#### Extracted information
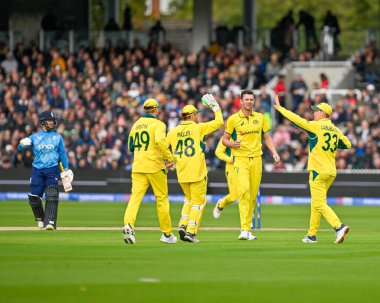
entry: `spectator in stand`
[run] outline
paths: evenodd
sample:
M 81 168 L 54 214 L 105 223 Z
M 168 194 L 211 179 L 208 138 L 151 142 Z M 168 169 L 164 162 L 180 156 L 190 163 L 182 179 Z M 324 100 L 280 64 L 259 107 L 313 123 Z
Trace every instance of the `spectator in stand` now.
M 5 73 L 7 75 L 10 75 L 10 73 L 14 70 L 17 70 L 18 62 L 13 57 L 12 52 L 9 52 L 7 54 L 6 59 L 1 62 L 1 68 L 4 69 Z
M 323 27 L 327 26 L 334 38 L 334 50 L 338 52 L 340 50 L 340 43 L 338 40 L 338 36 L 340 34 L 340 27 L 338 23 L 338 18 L 331 13 L 330 10 L 327 11 L 326 16 L 323 20 Z
M 200 96 L 211 91 L 222 97 L 220 106 L 223 116 L 227 118 L 240 108 L 238 96 L 242 86 L 264 90 L 267 61 L 272 53 L 264 49 L 260 53 L 242 54 L 230 45 L 228 49 L 218 47 L 213 51 L 184 54 L 170 44 L 160 45 L 156 42 L 150 43 L 147 48 L 142 48 L 138 43 L 131 48 L 123 43 L 96 48 L 89 41 L 86 47 L 81 47 L 76 53 L 60 55 L 60 52 L 64 54 L 64 50 L 41 52 L 35 45 L 18 45 L 17 57 L 14 58 L 17 70 L 13 69 L 7 74 L 0 69 L 0 167 L 20 166 L 21 160 L 16 150 L 8 147 L 6 151 L 6 146 L 36 131 L 38 115 L 44 110 L 53 110 L 58 114 L 58 120 L 63 122 L 59 123 L 58 132 L 64 136 L 70 166 L 94 169 L 115 169 L 117 166 L 119 169 L 131 169 L 131 154 L 125 150 L 124 134 L 128 134 L 131 125 L 142 113 L 142 104 L 151 96 L 160 99 L 160 118 L 166 123 L 174 124 L 174 121 L 170 122 L 173 116 L 171 112 L 178 114 L 185 104 L 202 107 L 199 105 Z M 0 49 L 1 53 L 7 54 L 8 48 Z M 51 63 L 50 54 L 53 53 L 62 58 L 59 64 Z M 297 53 L 296 49 L 292 49 L 285 57 L 285 62 L 293 60 L 287 58 L 294 56 L 299 56 L 303 61 L 310 60 L 310 54 Z M 358 55 L 363 63 L 363 72 L 364 59 L 368 54 L 372 57 L 376 54 L 373 45 L 368 45 L 364 53 Z M 190 60 L 185 64 L 187 59 Z M 61 64 L 63 68 L 54 68 Z M 283 88 L 280 88 L 282 84 Z M 353 157 L 351 161 L 346 152 L 339 153 L 337 157 L 344 159 L 348 168 L 371 168 L 378 153 L 372 148 L 379 142 L 379 93 L 375 85 L 365 82 L 365 78 L 359 84 L 364 87 L 362 99 L 349 93 L 338 100 L 332 119 L 352 142 L 356 142 L 355 147 L 362 135 L 361 121 L 368 121 L 369 134 L 366 136 L 371 150 L 368 150 L 365 160 L 356 164 L 356 159 Z M 281 77 L 275 90 L 286 91 Z M 310 111 L 305 106 L 308 100 L 305 98 L 301 96 L 297 113 L 310 119 Z M 320 102 L 323 100 L 321 98 L 317 97 L 315 101 Z M 270 115 L 264 109 L 266 104 L 263 92 L 257 98 L 255 110 L 264 113 L 266 122 L 270 123 Z M 200 118 L 207 121 L 207 112 Z M 282 148 L 290 148 L 296 155 L 297 163 L 288 163 L 287 167 L 304 169 L 308 151 L 305 144 L 307 136 L 287 124 L 287 120 L 277 122 L 286 127 L 291 137 L 291 146 L 285 144 Z M 212 150 L 220 136 L 220 133 L 216 133 L 215 137 L 206 141 L 207 150 L 211 151 L 205 155 L 209 167 L 219 165 Z M 117 140 L 122 142 L 118 149 L 121 156 L 119 160 L 108 162 L 110 155 L 118 153 L 113 150 Z M 268 155 L 270 153 L 265 149 L 264 157 Z M 86 161 L 81 160 L 83 158 Z M 23 161 L 30 167 L 32 156 L 25 153 Z
M 106 31 L 118 31 L 118 30 L 120 30 L 120 27 L 116 23 L 115 18 L 111 17 L 108 19 L 107 24 L 104 26 L 104 30 L 106 30 Z
M 311 40 L 313 44 L 318 45 L 317 34 L 315 32 L 314 17 L 305 10 L 301 10 L 299 12 L 299 20 L 296 24 L 296 28 L 298 29 L 301 25 L 303 25 L 305 28 L 306 49 L 311 48 Z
########
Task prompt:
Please write out the entries word for word, from their first line up to and including the line with "M 323 27 L 327". Leave the pictures out of your copy.

Solution for this task:
entry: `spectator in stand`
[run] outline
paths: evenodd
sample:
M 81 168 L 54 214 L 105 223 Z
M 168 194 L 211 179 L 208 138 L 151 142 Z M 168 169 L 164 162 L 180 156 L 190 163 L 182 179 Z M 324 100 L 280 64 L 259 107 L 313 123 Z
Trace every instance of the `spectator in stand` now.
M 5 73 L 7 75 L 10 75 L 10 73 L 14 70 L 17 70 L 18 62 L 13 57 L 12 52 L 9 52 L 7 54 L 6 59 L 1 62 L 1 68 L 4 69 Z
M 323 27 L 327 26 L 334 38 L 334 50 L 338 52 L 340 50 L 340 43 L 338 40 L 338 36 L 340 34 L 340 27 L 338 23 L 338 18 L 331 13 L 330 10 L 327 11 L 326 16 L 323 20 Z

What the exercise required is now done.